> [Selected passage]
┏━━

That said, civil engineer and Forbes reporter Chris Steiner argues that prices will rise precipitously over the next few decades. (It would probably make as much sense to argue that electric cars will take over and gas prices will fall, but that’s another argument for another day.) In his book $20 Per Gallon Steiner talks about how super-expensive gas would change everything — from the cars we drive to the price of sushi (if you can still buy it at all); whether Wal-Mart stays in business, and how often the average family can afford Disney World (if it still exists).
On balance, Steiner argues that dramatically high gas prices would actually be good for society. He predicts what would happen if gas prices rise drastically, and explains why he thinks that could actually be good for society. (Related: see this quorum on suburbs.) We asked him to give us his predictions for what our lives might look like with gas at $8 and $18 per gallon, respectively.

$8 per gallon (predicted year: 2019):

Q

If I go out to eat, what sorts of restaurants will I most likely be able to choose from? Where will most of the food on the menu come from?

A

Our restaurant world won’t be terribly different from what we’re used to now. We’ll always have Chinese food — or at least the Americanized version of it (batter it, fry it, smother it in sweet and tangy sauce).
The tricky part of the question concerns foods like sushi. When gas is $8 per gallon, sushi will still be hanging around. Things get interesting, however, at $18 per gallon.

Q

If I have kids, how will they get to school?

┗━━

> [Data extract]
┏━━

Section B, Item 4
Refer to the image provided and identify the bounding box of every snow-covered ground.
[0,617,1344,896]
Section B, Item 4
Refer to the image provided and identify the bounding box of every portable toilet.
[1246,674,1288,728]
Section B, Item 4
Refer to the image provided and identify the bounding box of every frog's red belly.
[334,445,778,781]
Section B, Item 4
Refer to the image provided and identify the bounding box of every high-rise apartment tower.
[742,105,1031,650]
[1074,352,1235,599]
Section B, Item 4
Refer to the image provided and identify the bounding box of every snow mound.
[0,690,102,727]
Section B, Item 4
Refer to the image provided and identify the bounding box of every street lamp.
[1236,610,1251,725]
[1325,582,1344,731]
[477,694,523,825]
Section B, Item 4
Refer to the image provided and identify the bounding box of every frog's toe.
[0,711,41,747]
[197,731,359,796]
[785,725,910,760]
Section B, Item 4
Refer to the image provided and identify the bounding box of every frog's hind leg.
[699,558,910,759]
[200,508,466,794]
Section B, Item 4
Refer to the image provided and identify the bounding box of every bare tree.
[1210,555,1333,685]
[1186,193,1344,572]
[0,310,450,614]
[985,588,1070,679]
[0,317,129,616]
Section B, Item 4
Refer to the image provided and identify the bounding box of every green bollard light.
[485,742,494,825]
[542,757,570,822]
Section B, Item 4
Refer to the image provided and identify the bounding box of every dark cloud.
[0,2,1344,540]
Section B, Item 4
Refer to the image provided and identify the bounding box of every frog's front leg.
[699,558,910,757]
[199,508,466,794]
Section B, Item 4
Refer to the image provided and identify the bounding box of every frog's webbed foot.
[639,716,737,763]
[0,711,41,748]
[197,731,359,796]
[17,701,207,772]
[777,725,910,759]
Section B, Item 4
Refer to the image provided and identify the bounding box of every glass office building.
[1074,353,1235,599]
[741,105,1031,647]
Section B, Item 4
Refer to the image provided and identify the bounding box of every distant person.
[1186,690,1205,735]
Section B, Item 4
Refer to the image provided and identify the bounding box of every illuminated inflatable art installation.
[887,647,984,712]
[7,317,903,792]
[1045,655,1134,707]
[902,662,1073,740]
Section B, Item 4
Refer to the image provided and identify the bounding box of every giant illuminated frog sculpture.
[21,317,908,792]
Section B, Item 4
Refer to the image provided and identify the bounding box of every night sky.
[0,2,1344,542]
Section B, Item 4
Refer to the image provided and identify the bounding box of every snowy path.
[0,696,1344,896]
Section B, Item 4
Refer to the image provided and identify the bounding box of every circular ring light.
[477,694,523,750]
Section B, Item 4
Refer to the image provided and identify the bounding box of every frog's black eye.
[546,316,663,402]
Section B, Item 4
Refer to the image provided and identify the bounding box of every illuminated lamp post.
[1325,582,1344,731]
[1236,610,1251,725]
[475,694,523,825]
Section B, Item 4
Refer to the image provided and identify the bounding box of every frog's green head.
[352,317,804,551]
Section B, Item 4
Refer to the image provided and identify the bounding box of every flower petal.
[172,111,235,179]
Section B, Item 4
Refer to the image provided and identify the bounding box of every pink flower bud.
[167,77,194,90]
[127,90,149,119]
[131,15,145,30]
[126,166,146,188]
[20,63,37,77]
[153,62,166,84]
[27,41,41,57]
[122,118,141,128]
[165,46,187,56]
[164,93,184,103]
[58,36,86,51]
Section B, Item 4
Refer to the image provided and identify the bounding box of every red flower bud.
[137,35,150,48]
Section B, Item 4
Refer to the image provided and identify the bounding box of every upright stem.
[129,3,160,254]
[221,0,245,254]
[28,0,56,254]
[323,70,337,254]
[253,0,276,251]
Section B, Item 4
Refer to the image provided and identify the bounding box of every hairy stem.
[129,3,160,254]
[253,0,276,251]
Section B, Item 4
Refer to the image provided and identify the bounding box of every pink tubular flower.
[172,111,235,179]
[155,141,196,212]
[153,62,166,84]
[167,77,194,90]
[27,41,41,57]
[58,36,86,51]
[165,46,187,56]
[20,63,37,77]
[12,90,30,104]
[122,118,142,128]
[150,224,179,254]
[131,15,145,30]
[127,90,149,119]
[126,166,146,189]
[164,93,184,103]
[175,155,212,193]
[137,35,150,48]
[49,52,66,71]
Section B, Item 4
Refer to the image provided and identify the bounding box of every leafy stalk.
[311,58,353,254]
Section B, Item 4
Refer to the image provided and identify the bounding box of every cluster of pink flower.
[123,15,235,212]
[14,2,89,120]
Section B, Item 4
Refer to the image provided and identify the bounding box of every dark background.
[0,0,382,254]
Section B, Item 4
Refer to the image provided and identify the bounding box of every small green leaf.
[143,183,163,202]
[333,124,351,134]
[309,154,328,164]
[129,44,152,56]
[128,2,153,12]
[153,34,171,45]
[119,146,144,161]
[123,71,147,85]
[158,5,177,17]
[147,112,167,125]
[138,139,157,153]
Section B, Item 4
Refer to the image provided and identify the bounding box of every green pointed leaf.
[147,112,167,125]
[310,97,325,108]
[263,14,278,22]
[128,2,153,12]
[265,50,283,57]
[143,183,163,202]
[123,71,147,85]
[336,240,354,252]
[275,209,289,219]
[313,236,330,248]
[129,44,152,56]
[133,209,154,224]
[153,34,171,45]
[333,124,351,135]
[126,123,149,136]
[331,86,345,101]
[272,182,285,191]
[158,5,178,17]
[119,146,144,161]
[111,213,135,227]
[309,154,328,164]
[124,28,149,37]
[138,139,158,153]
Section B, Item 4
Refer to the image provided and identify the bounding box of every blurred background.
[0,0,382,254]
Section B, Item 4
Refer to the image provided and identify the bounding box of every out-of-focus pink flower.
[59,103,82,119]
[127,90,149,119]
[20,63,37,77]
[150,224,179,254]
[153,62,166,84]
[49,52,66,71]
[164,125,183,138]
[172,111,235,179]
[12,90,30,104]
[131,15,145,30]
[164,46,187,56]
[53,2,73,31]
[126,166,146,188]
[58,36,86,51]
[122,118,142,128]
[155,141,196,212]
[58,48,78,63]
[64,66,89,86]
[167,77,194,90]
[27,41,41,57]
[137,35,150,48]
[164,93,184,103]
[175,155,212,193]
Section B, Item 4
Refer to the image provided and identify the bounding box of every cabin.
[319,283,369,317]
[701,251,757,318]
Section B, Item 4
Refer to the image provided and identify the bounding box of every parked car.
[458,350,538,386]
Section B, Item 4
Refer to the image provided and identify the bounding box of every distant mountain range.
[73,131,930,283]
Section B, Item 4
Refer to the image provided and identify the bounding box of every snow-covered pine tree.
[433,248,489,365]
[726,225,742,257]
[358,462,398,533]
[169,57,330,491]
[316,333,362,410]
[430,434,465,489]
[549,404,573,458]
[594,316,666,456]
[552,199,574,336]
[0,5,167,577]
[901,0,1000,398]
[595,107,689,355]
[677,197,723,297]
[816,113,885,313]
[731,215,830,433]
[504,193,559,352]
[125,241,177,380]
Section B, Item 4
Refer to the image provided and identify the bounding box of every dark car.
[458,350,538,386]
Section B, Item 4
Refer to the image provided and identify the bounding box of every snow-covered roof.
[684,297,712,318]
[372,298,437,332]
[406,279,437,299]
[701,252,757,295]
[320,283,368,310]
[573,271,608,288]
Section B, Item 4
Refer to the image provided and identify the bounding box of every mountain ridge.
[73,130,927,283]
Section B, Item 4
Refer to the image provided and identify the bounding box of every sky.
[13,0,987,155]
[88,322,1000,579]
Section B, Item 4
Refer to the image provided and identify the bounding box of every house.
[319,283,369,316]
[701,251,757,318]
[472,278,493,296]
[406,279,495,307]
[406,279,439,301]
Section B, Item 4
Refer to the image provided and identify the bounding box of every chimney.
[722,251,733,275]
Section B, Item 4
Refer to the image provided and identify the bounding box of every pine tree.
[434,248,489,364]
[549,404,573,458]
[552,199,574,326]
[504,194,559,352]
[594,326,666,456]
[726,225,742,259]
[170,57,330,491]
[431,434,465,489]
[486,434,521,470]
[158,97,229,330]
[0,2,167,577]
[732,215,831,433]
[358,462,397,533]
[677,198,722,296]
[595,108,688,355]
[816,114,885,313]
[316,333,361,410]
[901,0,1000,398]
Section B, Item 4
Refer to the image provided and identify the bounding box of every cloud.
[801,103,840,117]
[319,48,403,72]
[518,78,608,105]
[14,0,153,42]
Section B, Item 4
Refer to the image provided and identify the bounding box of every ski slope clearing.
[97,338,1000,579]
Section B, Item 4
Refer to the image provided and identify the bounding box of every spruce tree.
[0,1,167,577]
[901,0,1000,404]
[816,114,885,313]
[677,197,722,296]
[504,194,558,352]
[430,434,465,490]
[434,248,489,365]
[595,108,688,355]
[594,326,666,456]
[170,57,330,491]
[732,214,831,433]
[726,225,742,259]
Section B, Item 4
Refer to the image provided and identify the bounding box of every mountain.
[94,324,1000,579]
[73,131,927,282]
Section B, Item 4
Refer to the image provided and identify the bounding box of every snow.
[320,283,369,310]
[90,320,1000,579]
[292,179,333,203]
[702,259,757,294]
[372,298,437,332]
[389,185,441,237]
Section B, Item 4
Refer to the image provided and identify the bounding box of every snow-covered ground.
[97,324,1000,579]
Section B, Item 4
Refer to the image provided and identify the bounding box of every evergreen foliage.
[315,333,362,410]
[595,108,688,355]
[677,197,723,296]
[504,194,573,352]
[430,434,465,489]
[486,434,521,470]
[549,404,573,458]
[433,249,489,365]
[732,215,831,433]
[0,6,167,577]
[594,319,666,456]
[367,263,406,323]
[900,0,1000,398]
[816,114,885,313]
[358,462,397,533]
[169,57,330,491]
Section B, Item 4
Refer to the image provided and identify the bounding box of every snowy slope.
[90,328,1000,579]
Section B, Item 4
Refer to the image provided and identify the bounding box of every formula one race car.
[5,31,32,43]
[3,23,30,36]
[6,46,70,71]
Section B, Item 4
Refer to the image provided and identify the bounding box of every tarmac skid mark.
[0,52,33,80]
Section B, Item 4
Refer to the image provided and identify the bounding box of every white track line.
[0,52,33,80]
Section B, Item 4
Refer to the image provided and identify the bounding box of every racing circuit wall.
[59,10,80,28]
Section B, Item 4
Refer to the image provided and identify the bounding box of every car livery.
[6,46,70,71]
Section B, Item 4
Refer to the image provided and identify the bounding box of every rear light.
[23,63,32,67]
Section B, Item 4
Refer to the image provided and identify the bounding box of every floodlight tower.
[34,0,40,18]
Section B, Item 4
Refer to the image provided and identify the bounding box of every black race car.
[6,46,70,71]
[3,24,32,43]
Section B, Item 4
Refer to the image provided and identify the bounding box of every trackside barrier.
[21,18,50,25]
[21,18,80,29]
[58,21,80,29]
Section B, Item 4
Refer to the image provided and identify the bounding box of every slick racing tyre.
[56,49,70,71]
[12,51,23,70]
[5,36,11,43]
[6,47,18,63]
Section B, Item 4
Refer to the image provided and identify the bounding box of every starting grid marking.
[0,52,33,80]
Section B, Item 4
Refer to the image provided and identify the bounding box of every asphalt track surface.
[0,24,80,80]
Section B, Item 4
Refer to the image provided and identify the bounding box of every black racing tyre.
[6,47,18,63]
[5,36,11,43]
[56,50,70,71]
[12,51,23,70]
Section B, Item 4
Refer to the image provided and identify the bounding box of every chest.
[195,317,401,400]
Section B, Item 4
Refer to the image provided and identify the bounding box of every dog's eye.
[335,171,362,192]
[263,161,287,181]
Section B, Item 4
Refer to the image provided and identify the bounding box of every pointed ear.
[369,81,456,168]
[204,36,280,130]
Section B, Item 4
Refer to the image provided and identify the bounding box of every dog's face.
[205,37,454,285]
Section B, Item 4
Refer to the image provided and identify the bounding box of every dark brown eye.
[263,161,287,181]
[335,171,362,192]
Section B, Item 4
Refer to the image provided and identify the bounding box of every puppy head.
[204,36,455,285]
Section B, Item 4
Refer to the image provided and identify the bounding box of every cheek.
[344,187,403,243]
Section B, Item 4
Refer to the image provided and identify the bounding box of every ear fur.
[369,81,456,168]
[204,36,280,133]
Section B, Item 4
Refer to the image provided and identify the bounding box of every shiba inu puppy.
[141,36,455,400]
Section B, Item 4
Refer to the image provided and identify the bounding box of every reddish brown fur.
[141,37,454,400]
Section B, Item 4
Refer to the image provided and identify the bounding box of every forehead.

┗━━

> [Direction A]
What is the title of Steiner's book in the passage on gas prices?
> [Direction B]
Please continue the passage on gas prices from its last line.

> [Exercise output A]
$20 Per Gallon

> [Exercise output B]
A

How you live largely depends on where you live. For people who live in walkable communities, life at $8-per-gallon gas will be far easier. Their kids will just hoof it.
What most kids won’t be doing, though, is riding a school bus every morning. Just last year, when gas was $4, school districts across the country made huge cuts to busing programs. Maryland’s Montgomery County, outside Washington, buses 96,000 children to school every day, burning 3.3 million gallons of diesel fuel a year. When the price of gas goes up a penny, the county is out another $33,000. So the price of that program would increase nearly $20 million in a world of $8 gas. School board officials last year authorized Montgomery’s superintendent to increase the maximum walking distances for high school students, which were set at two miles. Generally, students who live within the limits are expected to find their own way to school.
In a future of $8 gas, those limits will go up across the country. In fact, it’s possible that places such as Montgomery County would cut busing almost completely. Capistrano School District in California’s Orange County dumped 44 of its 62 bus routes when gasoline spiked, saving the district $3.5 million.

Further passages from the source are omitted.